══ SUPPLIED PASSAGE ══

Silicon, whether in its elemental form as silicon wafers or in its oxidized form, known as silicon dioxide or silica, is proving to be a valuable material for biomedical nanotechnology, in large part because of the biocompatibility and chemical inertness of these substances.
Now, two teams of investigators have shown that at the nanoscale, these two forms of silicon interact with proteins in ways that have practical applications in cancer screening and drug synthesis, among others.
Mauro Ferrari, Ph.D., of the University of Texas Health Sciences Center at Houston, and Lance Liotta, Ph.D., of George Mason University, led a collaborative effort aimed at using modified nanoengineered silicon as a substrate for constructing protein microarrays. While this current work aimed to evaluate how best to design the silicon surface for optimal array performance, the investigators are now testing silicon-substrate protein microarrays as tools for diagnosing cancer and predicting therapeutic outcome. The results of the design studies appear in the journal Biomaterials.

═══

GOAL OF THE EXERCISE> In the passage on silicon in biomedical nanotechnology, what two properties largely make silicon and silicon dioxide valuable for that field?

══ MATERIAL PROVIDED ══

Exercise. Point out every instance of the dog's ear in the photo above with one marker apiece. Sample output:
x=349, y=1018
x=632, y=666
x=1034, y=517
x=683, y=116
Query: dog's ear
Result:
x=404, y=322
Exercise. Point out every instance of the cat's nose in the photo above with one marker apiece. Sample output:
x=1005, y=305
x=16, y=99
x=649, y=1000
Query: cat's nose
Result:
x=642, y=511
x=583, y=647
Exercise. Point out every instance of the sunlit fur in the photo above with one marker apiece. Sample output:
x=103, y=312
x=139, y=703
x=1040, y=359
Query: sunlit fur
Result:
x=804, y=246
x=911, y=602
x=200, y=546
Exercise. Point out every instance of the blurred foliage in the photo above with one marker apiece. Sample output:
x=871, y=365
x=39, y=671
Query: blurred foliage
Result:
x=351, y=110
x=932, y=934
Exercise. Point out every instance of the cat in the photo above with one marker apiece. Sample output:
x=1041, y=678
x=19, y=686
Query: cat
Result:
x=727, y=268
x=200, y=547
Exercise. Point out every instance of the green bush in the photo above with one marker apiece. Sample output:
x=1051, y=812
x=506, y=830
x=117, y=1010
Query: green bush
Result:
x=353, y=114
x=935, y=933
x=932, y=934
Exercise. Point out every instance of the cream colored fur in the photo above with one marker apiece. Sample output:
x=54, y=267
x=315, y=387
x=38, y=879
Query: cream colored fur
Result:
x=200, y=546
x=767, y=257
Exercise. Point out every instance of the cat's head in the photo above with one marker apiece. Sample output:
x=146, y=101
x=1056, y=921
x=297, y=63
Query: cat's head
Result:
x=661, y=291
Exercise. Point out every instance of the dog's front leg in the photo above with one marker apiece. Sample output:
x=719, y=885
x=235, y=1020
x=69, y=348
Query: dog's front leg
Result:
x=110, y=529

═══
══ MATERIAL PROVIDED ══

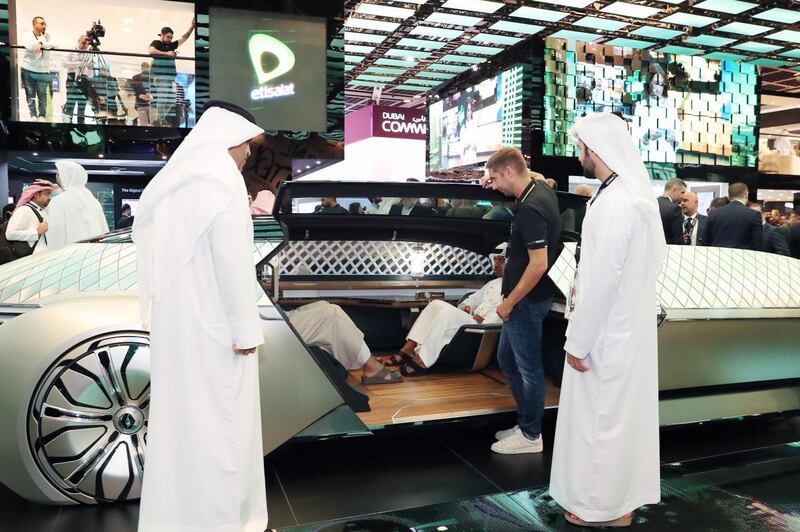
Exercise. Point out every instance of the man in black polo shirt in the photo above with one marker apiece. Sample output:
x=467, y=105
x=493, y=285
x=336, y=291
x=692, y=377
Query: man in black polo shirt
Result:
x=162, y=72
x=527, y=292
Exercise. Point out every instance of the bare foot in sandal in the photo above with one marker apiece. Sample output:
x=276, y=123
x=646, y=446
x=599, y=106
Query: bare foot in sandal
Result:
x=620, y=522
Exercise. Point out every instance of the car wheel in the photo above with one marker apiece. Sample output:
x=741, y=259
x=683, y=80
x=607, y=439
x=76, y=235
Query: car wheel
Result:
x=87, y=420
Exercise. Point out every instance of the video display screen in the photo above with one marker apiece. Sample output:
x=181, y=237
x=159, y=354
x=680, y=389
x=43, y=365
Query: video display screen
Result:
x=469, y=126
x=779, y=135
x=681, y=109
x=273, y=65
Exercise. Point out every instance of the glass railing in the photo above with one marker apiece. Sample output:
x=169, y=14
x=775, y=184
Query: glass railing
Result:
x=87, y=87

═══
══ MATERIAL PROVIDED ══

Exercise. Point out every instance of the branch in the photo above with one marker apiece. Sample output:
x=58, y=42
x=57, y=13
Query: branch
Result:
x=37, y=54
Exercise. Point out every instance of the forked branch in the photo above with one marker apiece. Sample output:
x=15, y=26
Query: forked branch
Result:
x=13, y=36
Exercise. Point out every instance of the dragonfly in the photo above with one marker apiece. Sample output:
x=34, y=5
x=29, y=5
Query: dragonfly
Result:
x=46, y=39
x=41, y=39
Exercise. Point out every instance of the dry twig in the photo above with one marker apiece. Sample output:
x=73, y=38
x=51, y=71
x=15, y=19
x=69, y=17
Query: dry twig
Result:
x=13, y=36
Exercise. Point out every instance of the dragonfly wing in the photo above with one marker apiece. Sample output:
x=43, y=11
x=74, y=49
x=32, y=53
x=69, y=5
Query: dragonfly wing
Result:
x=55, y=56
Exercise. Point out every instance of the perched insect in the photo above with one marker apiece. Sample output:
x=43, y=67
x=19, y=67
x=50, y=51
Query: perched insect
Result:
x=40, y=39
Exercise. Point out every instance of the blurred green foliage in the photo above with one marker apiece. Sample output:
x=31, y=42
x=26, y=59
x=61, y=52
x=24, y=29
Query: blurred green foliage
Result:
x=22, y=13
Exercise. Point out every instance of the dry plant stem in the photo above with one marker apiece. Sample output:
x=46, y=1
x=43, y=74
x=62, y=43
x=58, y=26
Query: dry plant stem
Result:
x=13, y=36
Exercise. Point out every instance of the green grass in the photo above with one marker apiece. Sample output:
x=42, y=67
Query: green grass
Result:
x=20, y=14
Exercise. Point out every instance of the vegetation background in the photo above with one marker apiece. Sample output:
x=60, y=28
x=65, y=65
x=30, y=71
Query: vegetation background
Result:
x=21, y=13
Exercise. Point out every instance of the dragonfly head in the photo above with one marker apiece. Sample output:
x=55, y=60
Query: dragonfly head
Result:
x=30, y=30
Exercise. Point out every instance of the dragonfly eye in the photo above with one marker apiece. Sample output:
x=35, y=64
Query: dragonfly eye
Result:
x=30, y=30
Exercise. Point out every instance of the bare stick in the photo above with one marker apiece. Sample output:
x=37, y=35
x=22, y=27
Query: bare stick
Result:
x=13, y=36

═══

RESULT FOR THIS EXERCISE> Their biocompatibility and chemical inertness.